* Aufgabe *
Setze den Text über Altersforschung und Lebensverlängerung bitte nach seinem letzten Satz fort.

━━ Textausschnitt ━━

Sinclair befasst sich seit rund 25 Jahren mit den Ursachen von Alterungsprozessen. Er ist dabei den genetischen und epigenetischen Faktoren auf der Spur, die entscheidend für unseren Alterungsprozess sind: Welche Informationen stecken in unserer DNA, wie und ob werden sie stimuliert und aktiviert. Dabei machte Sinclair Entscheidendes für die Regulierung der Lebensdauer aus, z.B. Sirtuine. Das ist eine Gruppe von Enzymen, die in diversen Organismen vorkommen, in der Hefe wie im Menschen. Sirtuine bestimmen über die Lebensdauer: «Sie entfernen (schädliche) Acetyl- und Acylgruppen von Proteinen und geben ihnen Anweisung, die Zellen vor widrigen Umständen, Krankheiten und dem Tod zu schützen.» Sirtuine brauchen Nicotinamid-Adenin-Dinucleotid, kurz: NAD+, um funktionieren und zellschützend wirken zu können. NAD+ ist in den Zellen an mehr als 500 chemischen Reaktionen beteiligt. «Beim Fasten oder durch Bewegung steigen Sirtuin- und NAD+-Spiegel, was vielleicht eine Erklärung dafür ist, warum diese Tätigkeiten gesund sind», schreibt Sinclair.
Es gibt eine ganze Reihe weiterer Methoden, mit denen das Alter bekämpft werden soll. So will man gealterte Zellen, die nicht absterben, dafür aber Stoffe ausschütten, welche chronische Entzündungen hervorrufen (seneszente Zellen), mit Senolytika abtöten. Dies sind Substanzen aus kleinen Molekülen; Sinclair nennt sie flapsig «Zombiekiller».
Schon lange auf dem Markt ist Rapamycin, ein Wirkstoff, der verhindert, dass nach einer Transplantation das fremde Organ abgestossen wird. Die Altersforscher fanden heraus, dass Rapamycin auch viele andere biologische Prozesse beeinflusst. So hemmt es den Proteinkomplex mTOR, welcher in Hungerphasen den Energieverbrauch der Zellen drosselt. An Würmern und Mäusen stellte man nach der Gabe von Rapamycin eine Verlängerung der Lebensspanne fest – diesen Effekt erhofft man sich nun auch beim Menschen.
Körperzellen durch die Regulierung von nur vier Genen («Yamanaka-Faktoren») in Stammzellen verwandeln und verjüngen; Telomere (die «Schutzkappen» am Ende eines jeden menschlichen Chromosoms) wiederherstellen, die sich im Laufe des Lebens offenbar verkürzen und ausfransen: Auch daran tüfteln Biomediziner, um zur Lebensverlängerung beizutragen.

━━━
━━ Bereitgestellte Einträge ━━

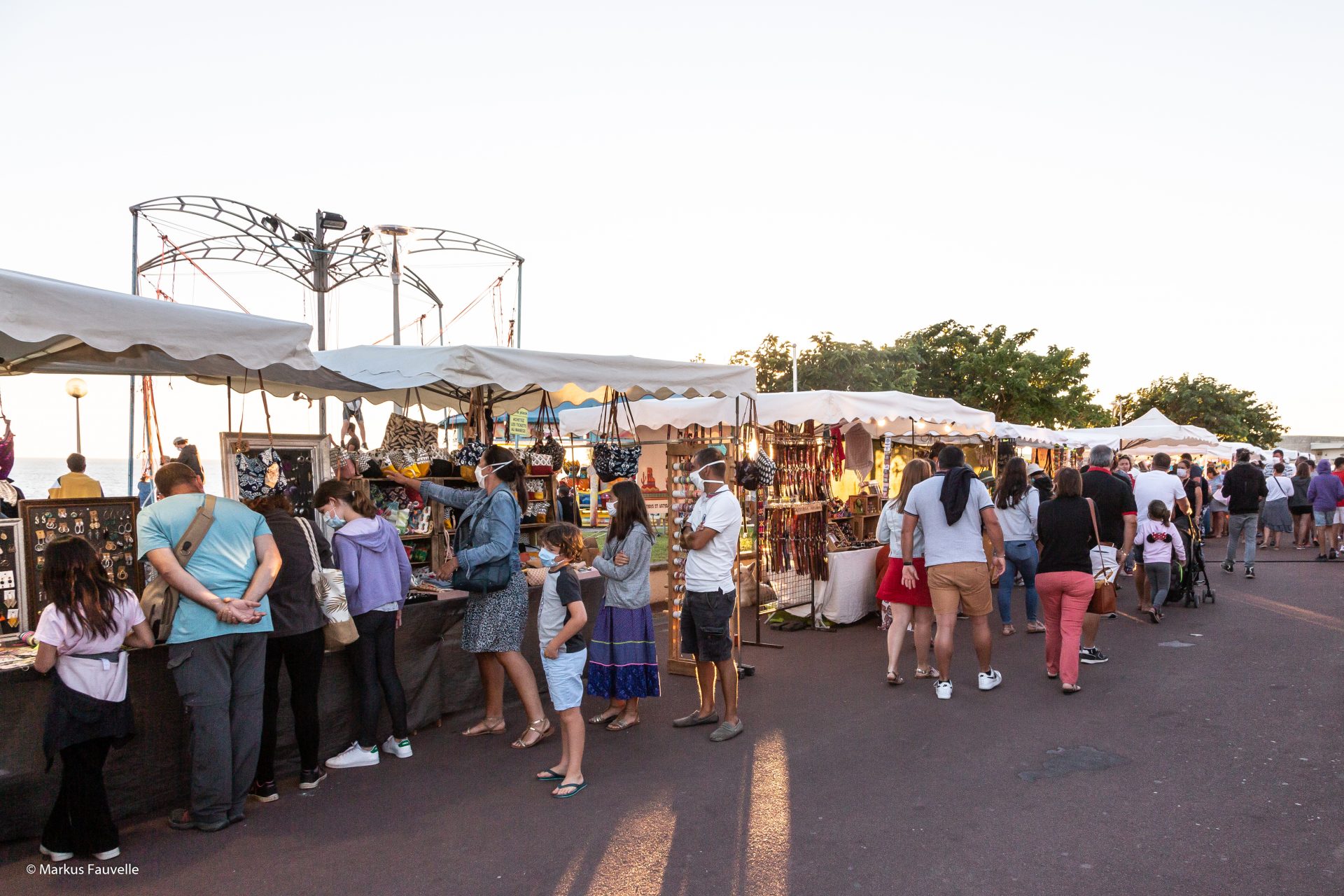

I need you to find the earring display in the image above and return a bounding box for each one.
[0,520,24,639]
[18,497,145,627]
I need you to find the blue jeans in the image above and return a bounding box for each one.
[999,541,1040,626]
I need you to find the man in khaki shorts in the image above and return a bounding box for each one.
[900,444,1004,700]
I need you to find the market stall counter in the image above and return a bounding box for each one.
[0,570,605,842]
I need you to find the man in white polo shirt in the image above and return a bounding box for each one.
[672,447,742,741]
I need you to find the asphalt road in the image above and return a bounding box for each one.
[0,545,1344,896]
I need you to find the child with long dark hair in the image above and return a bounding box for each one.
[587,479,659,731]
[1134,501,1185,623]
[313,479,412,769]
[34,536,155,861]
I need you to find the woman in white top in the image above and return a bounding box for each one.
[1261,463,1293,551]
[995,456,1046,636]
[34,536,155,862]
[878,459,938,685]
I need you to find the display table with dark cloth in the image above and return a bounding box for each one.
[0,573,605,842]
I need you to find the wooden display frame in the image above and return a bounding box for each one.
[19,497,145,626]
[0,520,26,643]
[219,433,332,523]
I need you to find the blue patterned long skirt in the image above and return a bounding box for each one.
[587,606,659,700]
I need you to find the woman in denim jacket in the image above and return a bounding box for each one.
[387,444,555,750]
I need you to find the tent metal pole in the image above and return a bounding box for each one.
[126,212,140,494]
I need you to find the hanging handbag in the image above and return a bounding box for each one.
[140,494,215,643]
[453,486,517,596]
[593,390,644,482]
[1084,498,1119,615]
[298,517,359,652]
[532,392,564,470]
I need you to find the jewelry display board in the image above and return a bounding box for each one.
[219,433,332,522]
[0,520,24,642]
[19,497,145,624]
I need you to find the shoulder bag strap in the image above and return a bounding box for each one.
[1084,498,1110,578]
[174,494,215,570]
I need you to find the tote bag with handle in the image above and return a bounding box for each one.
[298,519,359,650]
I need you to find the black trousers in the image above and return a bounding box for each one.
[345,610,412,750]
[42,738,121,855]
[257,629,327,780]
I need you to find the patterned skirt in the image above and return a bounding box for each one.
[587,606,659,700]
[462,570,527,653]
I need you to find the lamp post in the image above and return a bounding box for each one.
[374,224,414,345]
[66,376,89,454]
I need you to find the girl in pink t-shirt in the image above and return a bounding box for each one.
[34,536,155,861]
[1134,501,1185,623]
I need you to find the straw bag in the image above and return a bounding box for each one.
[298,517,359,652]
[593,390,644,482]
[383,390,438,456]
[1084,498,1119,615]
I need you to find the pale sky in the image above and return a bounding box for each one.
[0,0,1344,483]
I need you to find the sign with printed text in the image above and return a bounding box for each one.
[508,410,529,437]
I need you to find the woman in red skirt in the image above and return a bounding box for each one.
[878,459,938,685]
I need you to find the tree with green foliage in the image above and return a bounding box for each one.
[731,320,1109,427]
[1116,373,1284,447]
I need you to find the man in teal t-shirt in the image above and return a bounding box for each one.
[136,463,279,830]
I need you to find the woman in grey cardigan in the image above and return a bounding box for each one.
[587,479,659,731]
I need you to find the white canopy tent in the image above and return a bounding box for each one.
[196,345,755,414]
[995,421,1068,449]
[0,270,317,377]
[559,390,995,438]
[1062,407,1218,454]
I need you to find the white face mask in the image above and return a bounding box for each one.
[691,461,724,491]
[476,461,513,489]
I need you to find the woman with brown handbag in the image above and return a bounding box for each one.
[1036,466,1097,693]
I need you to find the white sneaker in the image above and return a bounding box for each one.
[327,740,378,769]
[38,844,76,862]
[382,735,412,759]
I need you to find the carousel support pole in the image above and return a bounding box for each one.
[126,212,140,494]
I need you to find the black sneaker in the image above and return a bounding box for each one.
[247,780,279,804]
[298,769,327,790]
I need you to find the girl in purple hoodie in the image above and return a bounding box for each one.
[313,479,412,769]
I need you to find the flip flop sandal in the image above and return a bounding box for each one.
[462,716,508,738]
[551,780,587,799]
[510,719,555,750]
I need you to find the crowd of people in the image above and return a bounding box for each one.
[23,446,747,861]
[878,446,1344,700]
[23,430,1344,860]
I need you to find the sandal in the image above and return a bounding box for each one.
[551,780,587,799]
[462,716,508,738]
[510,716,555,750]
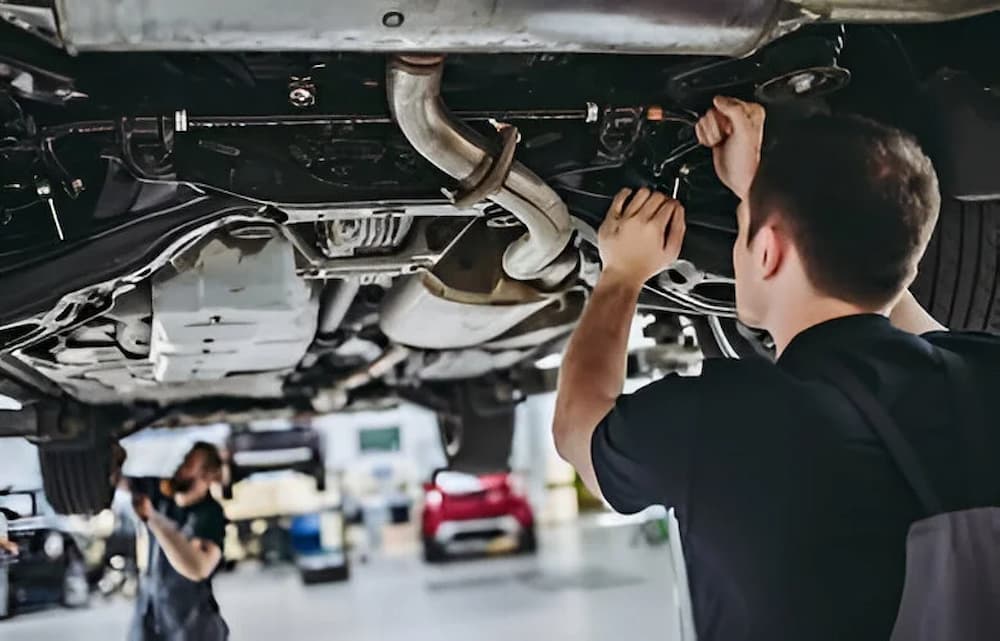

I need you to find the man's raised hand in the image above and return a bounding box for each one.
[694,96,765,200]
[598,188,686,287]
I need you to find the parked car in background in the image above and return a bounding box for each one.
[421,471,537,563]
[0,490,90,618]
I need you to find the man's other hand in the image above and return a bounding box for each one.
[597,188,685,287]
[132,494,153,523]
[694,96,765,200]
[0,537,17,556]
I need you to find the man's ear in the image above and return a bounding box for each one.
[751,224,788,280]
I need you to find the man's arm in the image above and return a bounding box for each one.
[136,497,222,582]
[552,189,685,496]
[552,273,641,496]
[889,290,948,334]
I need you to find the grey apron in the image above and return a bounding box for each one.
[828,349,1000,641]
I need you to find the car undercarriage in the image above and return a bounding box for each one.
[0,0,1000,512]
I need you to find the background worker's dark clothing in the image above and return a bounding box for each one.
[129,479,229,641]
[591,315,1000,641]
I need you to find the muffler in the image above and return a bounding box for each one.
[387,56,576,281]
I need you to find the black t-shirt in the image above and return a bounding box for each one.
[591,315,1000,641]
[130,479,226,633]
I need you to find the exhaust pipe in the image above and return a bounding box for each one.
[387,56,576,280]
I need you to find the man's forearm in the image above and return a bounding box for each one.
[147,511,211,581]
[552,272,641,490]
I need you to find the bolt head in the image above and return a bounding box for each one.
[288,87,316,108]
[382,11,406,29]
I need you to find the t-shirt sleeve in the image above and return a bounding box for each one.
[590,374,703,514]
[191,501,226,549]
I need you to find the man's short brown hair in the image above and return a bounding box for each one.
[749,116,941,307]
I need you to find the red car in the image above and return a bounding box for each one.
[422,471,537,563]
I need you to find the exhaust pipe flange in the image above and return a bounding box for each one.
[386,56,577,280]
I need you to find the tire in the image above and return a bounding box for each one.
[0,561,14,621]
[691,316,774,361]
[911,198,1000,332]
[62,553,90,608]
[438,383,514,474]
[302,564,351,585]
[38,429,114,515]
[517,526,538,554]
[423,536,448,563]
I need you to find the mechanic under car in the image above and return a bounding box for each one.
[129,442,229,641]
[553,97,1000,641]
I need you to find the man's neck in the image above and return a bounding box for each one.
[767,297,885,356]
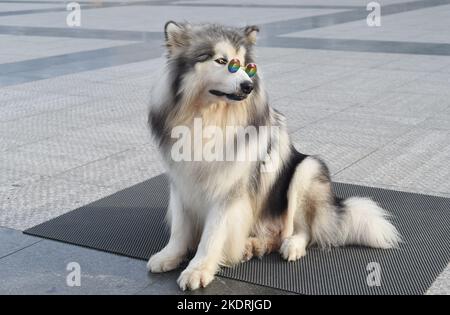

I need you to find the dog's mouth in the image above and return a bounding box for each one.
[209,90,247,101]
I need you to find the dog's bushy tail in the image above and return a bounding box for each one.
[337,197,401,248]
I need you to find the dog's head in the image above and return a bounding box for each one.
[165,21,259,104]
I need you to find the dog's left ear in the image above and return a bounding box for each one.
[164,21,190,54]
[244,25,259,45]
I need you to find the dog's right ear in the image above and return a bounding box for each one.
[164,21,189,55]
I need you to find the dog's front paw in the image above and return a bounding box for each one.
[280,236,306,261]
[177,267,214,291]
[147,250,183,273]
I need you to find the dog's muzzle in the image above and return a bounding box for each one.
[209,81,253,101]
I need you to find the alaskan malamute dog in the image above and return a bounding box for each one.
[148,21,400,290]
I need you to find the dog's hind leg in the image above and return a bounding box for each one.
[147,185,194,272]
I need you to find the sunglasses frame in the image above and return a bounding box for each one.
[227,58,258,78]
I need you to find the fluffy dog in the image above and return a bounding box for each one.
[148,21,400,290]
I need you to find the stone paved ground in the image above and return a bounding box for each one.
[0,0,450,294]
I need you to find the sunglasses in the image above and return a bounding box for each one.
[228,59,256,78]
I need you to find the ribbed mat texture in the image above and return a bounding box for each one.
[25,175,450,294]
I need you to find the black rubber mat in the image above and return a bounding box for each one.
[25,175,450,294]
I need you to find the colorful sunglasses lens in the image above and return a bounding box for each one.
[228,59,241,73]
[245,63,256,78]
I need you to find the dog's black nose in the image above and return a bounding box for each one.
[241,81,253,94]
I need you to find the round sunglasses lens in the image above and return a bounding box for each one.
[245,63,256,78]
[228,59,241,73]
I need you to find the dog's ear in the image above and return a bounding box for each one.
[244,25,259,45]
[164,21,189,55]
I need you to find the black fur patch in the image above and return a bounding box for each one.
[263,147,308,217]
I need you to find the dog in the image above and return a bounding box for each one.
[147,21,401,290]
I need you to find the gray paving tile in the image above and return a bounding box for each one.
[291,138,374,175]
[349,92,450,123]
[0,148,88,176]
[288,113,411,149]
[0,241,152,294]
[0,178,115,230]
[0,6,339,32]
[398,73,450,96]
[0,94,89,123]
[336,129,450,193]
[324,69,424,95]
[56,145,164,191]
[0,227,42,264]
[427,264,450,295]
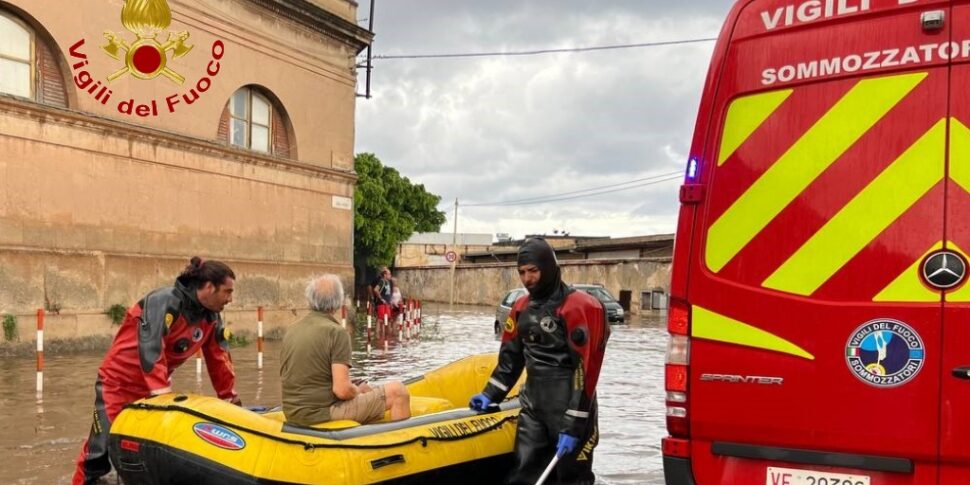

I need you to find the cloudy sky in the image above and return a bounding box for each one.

━━━

* Antwort zur Aufgabe *
Ist man also kurz davor, den «Jungbrunnen» zu finden? Mitnichten. Die Versuche funktionieren gerade mal erst für einzelne Zellen und Gewebe; bei Mäusen löst vieles noch Krebs aus. Es kann also noch Jahrzehnte dauern, bis tatsächlich «Anti-Alters-Medikamente» auf dem Markt sind. Gleichwohl fliessen unfassbare Summen von Wagniskapitalgebern in Firmen, Start-ups und Projekte, die an der Medizin der Zukunft tüfteln, wie Thomas Schulz in seinem Buch «Zukunftsmedizin» aufzeigt.
Neben den grossspurigen Unsterblichkeitsvisionären nehmen sich die sogenannten Healthspanners geradezu bescheiden aus: Forscher, denen an einer Verlängerung der gesunden Lebensphase im Alter gelegen ist bzw. der Verkürzung der Phase, die von Krankheiten bestimmt ist («Kompression der Morbidität»). Die niederländische Gerontologin Eline Slagboom (Leiden University Medical Center) plädiert dafür, sich die Jugendlichkeit durch die richtige Lebensführung zu bewahren. Ihr schwebt eine Art personalisierte Altersmedizin vor. Gemeinsam mit Kollegen identifzierte sie eine Kombination aus 14 Biomarkern im Blut, aus denen sich Rückschlüsse auf den Gesundheitszustand und die Anfälligkeit für Krankheiten ziehen lassen. Diese blutbasierte Messung könnte die Grundlage dafür sein, alte Menschen ganz individuell zu einem förderlichen gesundheitlichen Verhalten anzuleiten.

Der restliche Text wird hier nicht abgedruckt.